Given request 1:
Please extract the part of the fan controller thread that begins at the words "I am using a" and stops after "smart on/off switch?".

━━━ Page text ━━━

Ok, been reading a lot of posts and cannot find one dealing with this issue.
In the kitchen/dinette combo room I have a triple gang box with one switch handling the kitchen can lights, one switch handling the lights on the fan and one switch handling the on/off of the fan blades.
There are two separate switches to control the fan. (light and fan) Each of these switches has there own load and a line wire.
I added the needed common jumper.
The fan is a Hampton Bay 3 speed controlled with a pull chain. The original wall switch just controlled on/off.
I am using a Smartthings V2 Hub.
When I hooked up the GE fan controller the blue ED did not light. The GE smart dimmer switches for the fan’s lights and the kitchen lights work perfectly.
I was even able to determine and set the fan to it’s high speed setting when trying the GE fan controller.
The blue LED never lit and the fan never turned on. I also tried two different fan controllers to be sure the one wasn’t bad.
Is there a trick to wiring the fan controller? Does it work with a mechanical 3-speed fan? (meaning the speed is controlled by the pull cord only). Should I just get a GE smart on/off switch?
I also notice there is NO “fan controller” option in the ST’s app to add the unit manually? What is the correct “thing” to select to manually add the fan controller? I tried using the GE Smart in wall dimmer (z-wave) and the GE on’off switch (z-wave). No luck using either.
And to just confirm. I was able to add no problem (well it took a few minutes for the hub to find the switches) the GE smart dimmers for the lights. So the hub was close enough. The troubling thing is that the led in the fan controller did not turn on. I also confirmed the system was hot and had power going to it and when I re-installed the original switch the fan worked as normal.
You should install it the same as the other switches. If the device won’t pair and the LED is not on, this would indicate the switch does not have power. Check that the line and/or neutral wires are properly connected. If they are you may have a bad switch.
Unfortunately there is no default handler specifically for fan controllers. What will be used by default is the Z-Wave Dimmer DTH. Since fan controllers work by stepping Off/Low/Med/High you will not see speed changes until you hit the next ‘tier’. There are many community DTHs that have Low/Med/High options instead of percentages.
Everything I read says that what you say is true and that the switch should work. I confirmed the line has power and re-installed the original switch and the fan works fine. I also tried a second fan controller as I have five fans to try convert. I had to add a ‘common’ wire jumper and have checked the connection repeatedly. The common wire jumpers I added for the other two switches in the same gang box work fine.
I have found a DH and will add that to my apps.
Is there an issue because the fan uses a “mechanical” switch with the pull chain to change speed? I did confirm that the switch was in its on and highest position when installing the switch.
Seems odd to me that you would connect two fan switches and neither would light up. That sounds to me like a wiring issue. As I see it, there could be two different wiring issues. Either the neutral jumper is not being connected correctly or the line and load are being reversed when connected to the smart switch.
So were you able to get the switch added to Smartthings or not? If it didn’t add to ST and it won’t work manually, i’d say wiring. Jump the line from your dimmer to your fan switch and try that. That way you know you have a reliable line connection.

━━━ Data shown ━━━

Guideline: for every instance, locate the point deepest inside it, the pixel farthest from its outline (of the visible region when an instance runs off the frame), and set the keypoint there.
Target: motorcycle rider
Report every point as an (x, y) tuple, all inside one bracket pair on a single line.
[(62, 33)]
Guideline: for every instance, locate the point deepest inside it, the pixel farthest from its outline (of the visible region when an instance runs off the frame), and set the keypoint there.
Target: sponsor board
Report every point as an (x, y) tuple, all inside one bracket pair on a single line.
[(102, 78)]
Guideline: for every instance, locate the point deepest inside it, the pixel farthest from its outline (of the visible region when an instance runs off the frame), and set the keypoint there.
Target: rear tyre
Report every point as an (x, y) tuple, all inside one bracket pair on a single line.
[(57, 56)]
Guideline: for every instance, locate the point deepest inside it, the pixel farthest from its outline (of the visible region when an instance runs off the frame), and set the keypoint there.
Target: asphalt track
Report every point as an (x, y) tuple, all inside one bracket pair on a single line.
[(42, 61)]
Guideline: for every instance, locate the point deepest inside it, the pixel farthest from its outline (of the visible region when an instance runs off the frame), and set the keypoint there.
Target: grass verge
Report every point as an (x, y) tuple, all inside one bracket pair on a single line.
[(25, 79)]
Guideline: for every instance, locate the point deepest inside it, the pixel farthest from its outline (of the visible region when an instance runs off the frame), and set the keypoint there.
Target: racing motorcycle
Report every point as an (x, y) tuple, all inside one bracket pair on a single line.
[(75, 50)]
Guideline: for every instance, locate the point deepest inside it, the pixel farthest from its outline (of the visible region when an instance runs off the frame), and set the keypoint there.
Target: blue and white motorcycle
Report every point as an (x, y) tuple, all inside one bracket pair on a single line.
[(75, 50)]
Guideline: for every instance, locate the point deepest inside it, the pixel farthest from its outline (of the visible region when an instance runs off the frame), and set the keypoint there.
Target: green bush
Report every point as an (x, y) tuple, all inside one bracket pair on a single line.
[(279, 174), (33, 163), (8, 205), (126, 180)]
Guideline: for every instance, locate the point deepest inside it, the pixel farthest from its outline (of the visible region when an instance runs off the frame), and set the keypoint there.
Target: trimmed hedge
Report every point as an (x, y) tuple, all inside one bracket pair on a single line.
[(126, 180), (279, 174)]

━━━

Given request 2:
From the records above, extract every line that contains the string "Target". Case counts.

Exercise result 1:
I am using a Smartthings V2 Hub.
When I hooked up the GE fan controller the blue ED did not light. The GE smart dimmer switches for the fan’s lights and the kitchen lights work perfectly.
I was even able to determine and set the fan to it’s high speed setting when trying the GE fan controller.
The blue LED never lit and the fan never turned on. I also tried two different fan controllers to be sure the one wasn’t bad.
Is there a trick to wiring the fan controller? Does it work with a mechanical 3-speed fan? (meaning the speed is controlled by the pull cord only). Should I just get a GE smart on/off switch?

Exercise result 2:
Target: motorcycle rider
Target: sponsor board
Target: rear tyre
Target: asphalt track
Target: grass verge
Target: racing motorcycle
Target: blue and white motorcycle
Target: green bush
Target: trimmed hedge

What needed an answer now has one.